━━━━━ Record excerpts ━━━━━
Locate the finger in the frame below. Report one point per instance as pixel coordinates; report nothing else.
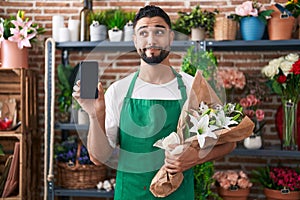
(100, 92)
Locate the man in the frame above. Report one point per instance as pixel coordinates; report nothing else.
(141, 109)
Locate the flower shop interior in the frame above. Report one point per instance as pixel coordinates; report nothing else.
(37, 113)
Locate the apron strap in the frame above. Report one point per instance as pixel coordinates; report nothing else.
(131, 86)
(181, 86)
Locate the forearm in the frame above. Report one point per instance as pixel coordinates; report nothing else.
(97, 142)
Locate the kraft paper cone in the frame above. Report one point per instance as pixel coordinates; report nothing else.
(164, 183)
(161, 185)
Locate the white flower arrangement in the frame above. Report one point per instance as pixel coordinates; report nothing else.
(204, 122)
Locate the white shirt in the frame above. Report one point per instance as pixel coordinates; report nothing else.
━━━━━
> Exercise description:
Reproduce every line of the records above word for word, leaving out the pictures.

> Answer for this exercise:
Locate the finger in the frame below. Report one point per instance as pixel coordinates; report nothing else.
(100, 92)
Locate the man in the frame above. Report one point per instance as pixel coordinates; report nothing else.
(141, 109)
Locate the flower shop interior in the frame above. Report one point per instance as pixel coordinates; report nothing else.
(37, 113)
Locate the apron strap in the frame above. Report one point per instance as pixel coordinates; report nothing else.
(131, 86)
(181, 86)
Locate the forearm in the frame above. Report one point per instance as pixel coordinates; report nothing else.
(97, 142)
Locate the kraft paper cone in the frame above. Report one point per instance as pixel coordinates; report nothing else.
(164, 183)
(161, 185)
Locate the white flower arrangement in the frame above. Report one point per instance as pixel coordinates; report nothing else.
(204, 122)
Locate the white shirt in the frame above. Report one point per instance as pixel coordinates; report nothing else.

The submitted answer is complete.